[start PASSAGE PROVIDED]
# Enhancing LoRa-based Outdoor Localization Accuracy Using Machine Learning

### Supplementary Jupyter Notebook 

## Introduction

This notebook presents a machine learning (ML)-based localization framework for LoRaWAN networks, aiming to improve positioning accuracy in smart city applications.  
We evaluate six ML models: `k-NN`,  `ANN`,  `XGBoost`,`LightGBM`, `SVR` and `CNN` using an open-source dataset.  
Performance is compared using multiple error metrics and benchmarked against existing studies.

#### Environment Setup


In [None]:
import numpy as np
import pandas as pd
import matplotlib.pyplot as plt
import seaborn as sns
import tensorflow as tf
from tensorflow import keras
import warnings
warnings.filterwarnings("ignore")


# Libraries for ML models
from xgboost import XGBRegressor
from sklearn.neighbors import KNeighborsRegressor
from sklearn.svm import SVR




# Libraries for data preprocessing
from sklearn.model_selection import train_test_split


#### Dataset Description & Preprocessing

The complete data preparation process, including feature selection, scaling, and signal processing (e.g., logarithmic transformation of RSSI), has been thoroughly described in the main body of the associated research article.

In [2]:
# Example: loading data
X = pd.read_csv('X_scaled_1_dataset.csv')
y = pd.read_csv('y_scaled.csv')

**Note:** In this notebook, we use only preprocessed data (e.g., `X_train` derived from log-transformed RSSI values) for the sole purpose of demonstrating the architecture and implementation of machine learning models. This is **not** intended as a fully replicable pipeline for achieving the final reported results.

The input features (`X_train`) represent the final processed form of LoRaWAN signal attributes, and the target output (`y`) corresponds to the scaled true positions (e.g., x and y coordinates).




In [3]:
# Split Data: Train (70%), Validation (15%), Test (15%)
X_train, X_temp, y_train, y_temp = train_test_split(X, y, test_size=0.30, random_state=42)
X_val, X_test, y_val, y_test = train_test_split(X_temp, y_temp, test_size=0.50, random_state=42)

## Model Architectures

In this section, we briefly describe the key models used in our study. Below each description, we include the full architecture or implementation used for experimentation.
[end PASSAGE PROVIDED]
• **WORK INSTRUCTIONS**:
A. Which lines in the records contain the string "sign"? Locate each one and copy it in full, matching case exactly.
B. How would the LoRa localization notebook go on from its last sentence? Write the next part.
[start INPUT RECORDS]
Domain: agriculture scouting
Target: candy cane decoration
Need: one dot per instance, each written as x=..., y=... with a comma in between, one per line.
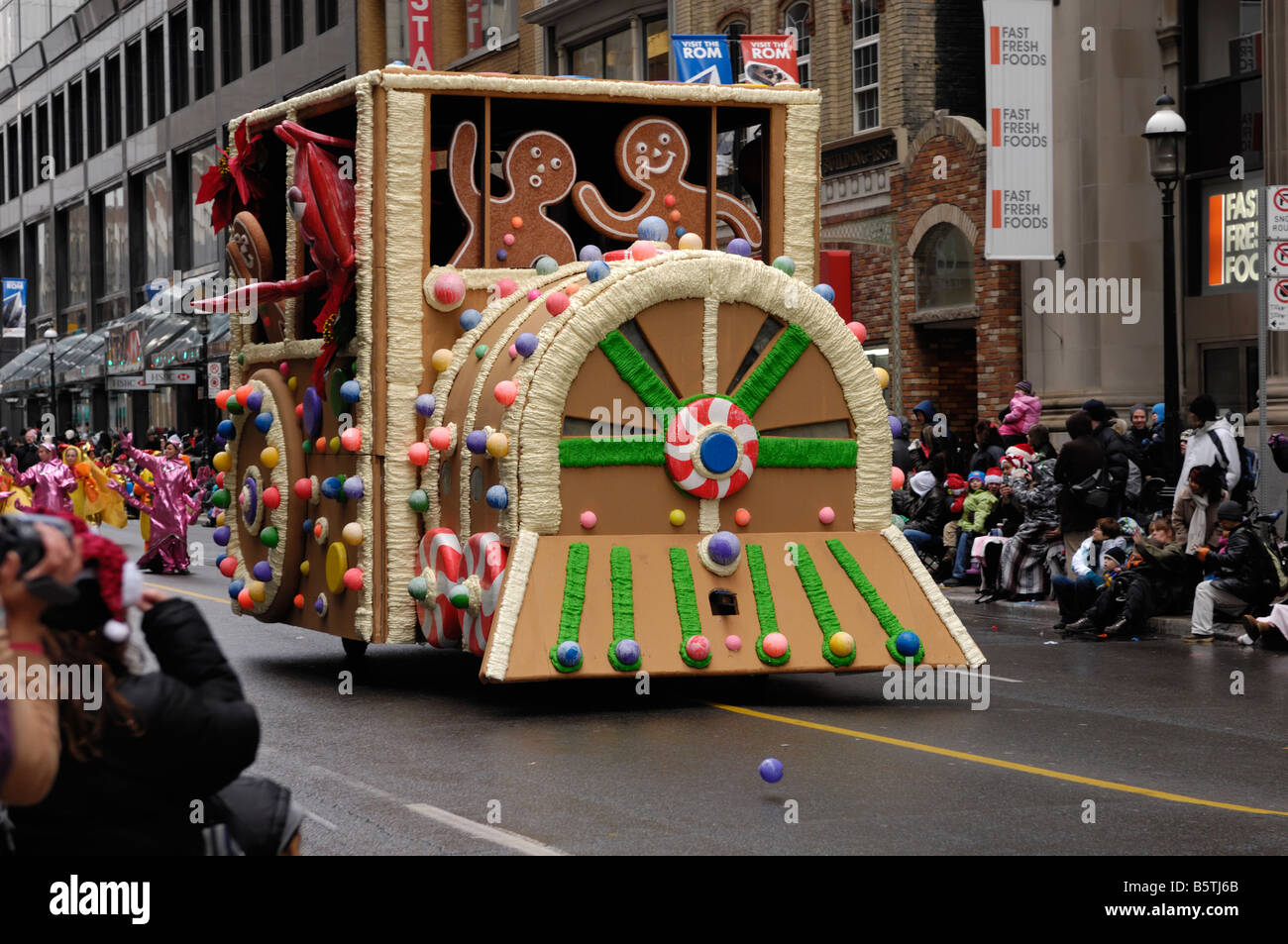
x=711, y=449
x=441, y=562
x=484, y=574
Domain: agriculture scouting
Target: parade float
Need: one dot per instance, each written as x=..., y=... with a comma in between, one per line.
x=514, y=378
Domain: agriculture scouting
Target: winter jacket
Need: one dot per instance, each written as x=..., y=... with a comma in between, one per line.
x=1202, y=451
x=975, y=510
x=1244, y=569
x=197, y=734
x=1024, y=413
x=1078, y=459
x=1090, y=557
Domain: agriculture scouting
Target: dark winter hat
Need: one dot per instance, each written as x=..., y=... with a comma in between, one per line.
x=1229, y=511
x=1203, y=407
x=1096, y=410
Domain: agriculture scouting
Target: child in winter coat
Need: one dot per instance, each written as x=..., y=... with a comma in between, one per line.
x=1024, y=412
x=975, y=510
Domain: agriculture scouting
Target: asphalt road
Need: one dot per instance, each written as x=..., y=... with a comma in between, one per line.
x=1145, y=738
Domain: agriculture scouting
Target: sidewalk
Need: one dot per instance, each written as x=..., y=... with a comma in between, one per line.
x=1173, y=626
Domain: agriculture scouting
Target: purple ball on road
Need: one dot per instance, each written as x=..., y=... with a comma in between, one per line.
x=771, y=771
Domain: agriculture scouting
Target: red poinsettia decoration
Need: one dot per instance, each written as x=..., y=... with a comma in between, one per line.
x=235, y=183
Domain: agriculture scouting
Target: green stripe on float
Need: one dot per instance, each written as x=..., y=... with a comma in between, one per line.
x=823, y=612
x=763, y=380
x=575, y=600
x=623, y=607
x=636, y=372
x=687, y=604
x=764, y=604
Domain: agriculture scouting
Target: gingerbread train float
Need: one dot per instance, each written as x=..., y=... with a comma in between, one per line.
x=450, y=425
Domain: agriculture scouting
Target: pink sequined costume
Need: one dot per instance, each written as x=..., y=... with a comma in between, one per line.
x=52, y=484
x=170, y=510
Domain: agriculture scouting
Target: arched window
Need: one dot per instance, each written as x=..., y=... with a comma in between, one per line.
x=945, y=266
x=798, y=25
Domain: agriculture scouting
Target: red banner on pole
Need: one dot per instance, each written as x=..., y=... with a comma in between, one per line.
x=420, y=34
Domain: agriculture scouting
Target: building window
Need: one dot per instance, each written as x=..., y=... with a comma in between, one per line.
x=798, y=25
x=292, y=25
x=945, y=268
x=156, y=73
x=492, y=20
x=867, y=40
x=75, y=124
x=261, y=33
x=178, y=59
x=327, y=14
x=609, y=56
x=202, y=244
x=133, y=86
x=230, y=40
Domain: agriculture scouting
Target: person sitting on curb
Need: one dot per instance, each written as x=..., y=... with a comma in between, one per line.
x=1245, y=575
x=1150, y=582
x=1078, y=592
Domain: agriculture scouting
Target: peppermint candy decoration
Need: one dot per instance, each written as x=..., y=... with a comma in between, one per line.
x=441, y=562
x=711, y=449
x=484, y=559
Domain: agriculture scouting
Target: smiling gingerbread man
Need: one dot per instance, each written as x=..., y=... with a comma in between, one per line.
x=652, y=154
x=540, y=170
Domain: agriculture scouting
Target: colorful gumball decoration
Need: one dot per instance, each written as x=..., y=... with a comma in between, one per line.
x=441, y=556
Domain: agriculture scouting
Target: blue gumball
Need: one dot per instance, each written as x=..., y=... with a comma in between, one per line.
x=568, y=655
x=653, y=228
x=771, y=771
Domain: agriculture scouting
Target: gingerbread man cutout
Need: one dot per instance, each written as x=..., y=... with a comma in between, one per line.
x=540, y=171
x=653, y=155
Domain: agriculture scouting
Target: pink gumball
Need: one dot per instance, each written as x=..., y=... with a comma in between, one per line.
x=450, y=288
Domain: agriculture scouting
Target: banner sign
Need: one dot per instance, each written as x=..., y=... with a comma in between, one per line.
x=420, y=34
x=14, y=308
x=702, y=59
x=769, y=59
x=1018, y=90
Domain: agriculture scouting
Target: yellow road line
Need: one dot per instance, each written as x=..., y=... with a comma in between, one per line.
x=996, y=763
x=185, y=592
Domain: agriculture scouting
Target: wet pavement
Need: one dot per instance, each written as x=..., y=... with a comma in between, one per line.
x=1153, y=746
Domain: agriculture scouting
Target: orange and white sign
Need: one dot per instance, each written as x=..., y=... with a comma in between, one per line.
x=1018, y=89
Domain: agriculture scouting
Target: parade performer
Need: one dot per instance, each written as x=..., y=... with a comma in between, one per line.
x=170, y=509
x=94, y=498
x=52, y=481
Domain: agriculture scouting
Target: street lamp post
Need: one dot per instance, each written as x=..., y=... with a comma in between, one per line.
x=1164, y=132
x=51, y=338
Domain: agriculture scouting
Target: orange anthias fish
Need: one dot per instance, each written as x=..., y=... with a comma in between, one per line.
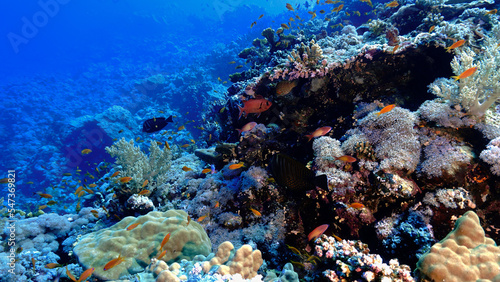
x=465, y=74
x=162, y=254
x=318, y=231
x=70, y=275
x=202, y=218
x=144, y=192
x=392, y=4
x=44, y=195
x=337, y=9
x=125, y=179
x=319, y=132
x=255, y=212
x=165, y=240
x=346, y=159
x=132, y=226
x=236, y=166
x=356, y=205
x=85, y=275
x=254, y=106
x=114, y=262
x=491, y=12
x=247, y=127
x=456, y=45
x=52, y=265
x=386, y=109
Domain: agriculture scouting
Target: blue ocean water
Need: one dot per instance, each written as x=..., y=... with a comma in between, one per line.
x=66, y=59
x=78, y=76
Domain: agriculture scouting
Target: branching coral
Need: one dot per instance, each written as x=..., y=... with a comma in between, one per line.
x=393, y=137
x=305, y=61
x=140, y=166
x=352, y=260
x=479, y=91
x=492, y=155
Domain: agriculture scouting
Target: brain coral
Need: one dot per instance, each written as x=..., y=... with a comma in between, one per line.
x=139, y=245
x=465, y=254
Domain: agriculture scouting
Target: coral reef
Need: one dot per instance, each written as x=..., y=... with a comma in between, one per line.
x=464, y=255
x=139, y=245
x=479, y=91
x=352, y=260
x=393, y=137
x=491, y=155
x=136, y=164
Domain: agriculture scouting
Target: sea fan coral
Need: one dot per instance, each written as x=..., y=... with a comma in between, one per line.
x=140, y=166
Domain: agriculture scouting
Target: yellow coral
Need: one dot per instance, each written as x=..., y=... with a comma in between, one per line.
x=465, y=254
x=139, y=245
x=140, y=166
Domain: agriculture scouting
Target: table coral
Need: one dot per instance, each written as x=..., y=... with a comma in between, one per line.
x=139, y=245
x=464, y=255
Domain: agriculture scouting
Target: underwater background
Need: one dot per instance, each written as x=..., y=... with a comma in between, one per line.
x=231, y=140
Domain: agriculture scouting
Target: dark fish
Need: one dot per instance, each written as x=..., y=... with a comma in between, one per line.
x=294, y=175
x=155, y=124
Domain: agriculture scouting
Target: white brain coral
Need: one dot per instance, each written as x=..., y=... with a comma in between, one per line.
x=465, y=254
x=139, y=245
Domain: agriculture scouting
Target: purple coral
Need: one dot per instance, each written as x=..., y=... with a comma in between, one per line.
x=492, y=155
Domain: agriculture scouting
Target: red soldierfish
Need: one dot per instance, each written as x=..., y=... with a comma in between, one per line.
x=318, y=231
x=247, y=127
x=254, y=106
x=319, y=132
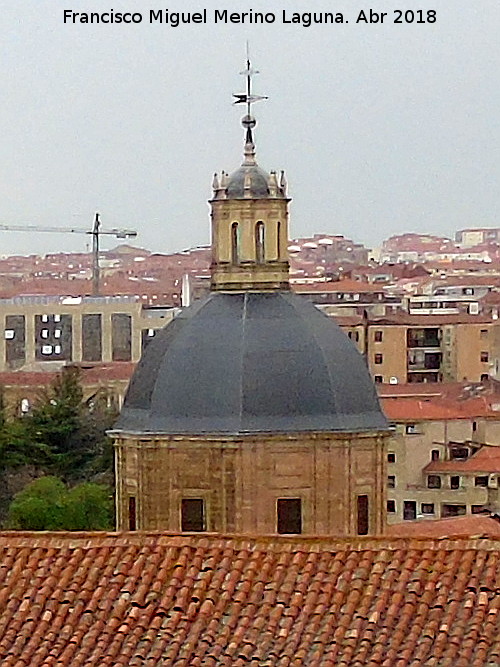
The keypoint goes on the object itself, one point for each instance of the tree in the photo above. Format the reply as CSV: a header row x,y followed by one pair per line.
x,y
39,506
73,430
47,504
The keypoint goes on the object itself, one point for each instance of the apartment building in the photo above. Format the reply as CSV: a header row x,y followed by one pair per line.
x,y
403,348
444,456
44,331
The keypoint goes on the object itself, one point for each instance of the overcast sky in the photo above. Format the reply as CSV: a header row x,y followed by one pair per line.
x,y
381,129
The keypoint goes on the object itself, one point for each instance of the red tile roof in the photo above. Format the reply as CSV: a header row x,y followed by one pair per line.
x,y
485,460
461,526
337,286
135,599
435,408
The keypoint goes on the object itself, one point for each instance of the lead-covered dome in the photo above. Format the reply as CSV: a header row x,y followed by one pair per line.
x,y
250,181
249,363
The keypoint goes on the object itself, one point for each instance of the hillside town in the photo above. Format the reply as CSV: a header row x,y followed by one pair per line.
x,y
423,311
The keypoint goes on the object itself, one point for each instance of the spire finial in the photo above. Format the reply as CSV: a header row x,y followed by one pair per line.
x,y
248,121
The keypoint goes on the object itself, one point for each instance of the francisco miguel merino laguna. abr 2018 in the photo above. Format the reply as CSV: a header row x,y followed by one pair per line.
x,y
175,19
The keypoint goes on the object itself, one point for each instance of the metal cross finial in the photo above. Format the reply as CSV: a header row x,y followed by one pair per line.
x,y
248,98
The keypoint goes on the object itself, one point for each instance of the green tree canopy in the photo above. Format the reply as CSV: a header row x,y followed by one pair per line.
x,y
47,504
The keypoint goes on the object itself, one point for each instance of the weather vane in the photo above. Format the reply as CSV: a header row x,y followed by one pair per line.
x,y
248,98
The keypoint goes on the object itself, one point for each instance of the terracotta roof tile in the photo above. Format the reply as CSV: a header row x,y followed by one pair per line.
x,y
485,460
151,599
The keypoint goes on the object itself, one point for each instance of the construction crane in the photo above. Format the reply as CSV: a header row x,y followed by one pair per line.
x,y
95,232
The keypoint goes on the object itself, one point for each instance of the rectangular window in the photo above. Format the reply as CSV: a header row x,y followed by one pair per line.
x,y
192,515
289,515
453,510
132,513
92,337
433,482
459,453
409,510
121,337
363,515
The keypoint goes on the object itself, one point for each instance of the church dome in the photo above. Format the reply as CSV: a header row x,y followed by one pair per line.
x,y
250,180
248,363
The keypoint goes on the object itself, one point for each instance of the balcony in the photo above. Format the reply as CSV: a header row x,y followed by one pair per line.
x,y
423,338
419,360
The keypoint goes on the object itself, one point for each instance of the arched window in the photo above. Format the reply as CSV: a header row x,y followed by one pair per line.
x,y
259,242
235,249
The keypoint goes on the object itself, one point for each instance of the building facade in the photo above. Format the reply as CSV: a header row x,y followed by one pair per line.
x,y
251,412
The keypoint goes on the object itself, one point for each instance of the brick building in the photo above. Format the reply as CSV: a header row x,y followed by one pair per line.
x,y
251,412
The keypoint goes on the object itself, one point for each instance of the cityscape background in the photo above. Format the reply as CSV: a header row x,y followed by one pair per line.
x,y
382,129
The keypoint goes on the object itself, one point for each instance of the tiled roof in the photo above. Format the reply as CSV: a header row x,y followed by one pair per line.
x,y
460,526
338,286
486,460
432,408
135,599
92,373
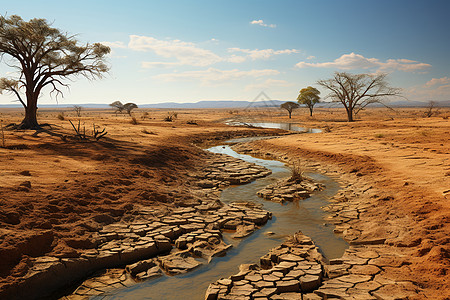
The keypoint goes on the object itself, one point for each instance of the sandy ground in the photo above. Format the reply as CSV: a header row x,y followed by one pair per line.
x,y
55,191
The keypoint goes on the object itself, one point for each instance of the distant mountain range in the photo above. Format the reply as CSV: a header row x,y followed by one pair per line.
x,y
234,104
[end INPUT RECORDS]
• **PER-TASK OUTPUTS**:
A.
Target: banner sign
Target: orange and white sign

B.
## 1. k-Nearest Neighbors (k-NN)

The k-Nearest Neighbors (k-NN) model is a distance-based, non-parametric learning method used as a baseline in our comparison. Unlike neural networks, k-NN does not learn internal parameters or feature hierarchies. Instead, it predicts a device's position by averaging the target values of the `k` closest samples in the training set based on the chosen distance metric.


#### Hyperparameters:
- `k` — number of neighbors: **5**, **7**, **9**, **11**
- `p` — distance metric (Minkowski exponent):  
  - `p = 2`: Euclidean distance  
  - `p = 1`: Manhattan distance  

- Output: latitude and longitude

In [None]:
# Hyperparameter settings
k = 5  # Number of neighbors
p = 2  # Distance metric

# Model training on full training data
model_knn = KNeighborsRegressor(n_neighbors=k, p=p)



## 2. Convolutional Neural Network (CNN)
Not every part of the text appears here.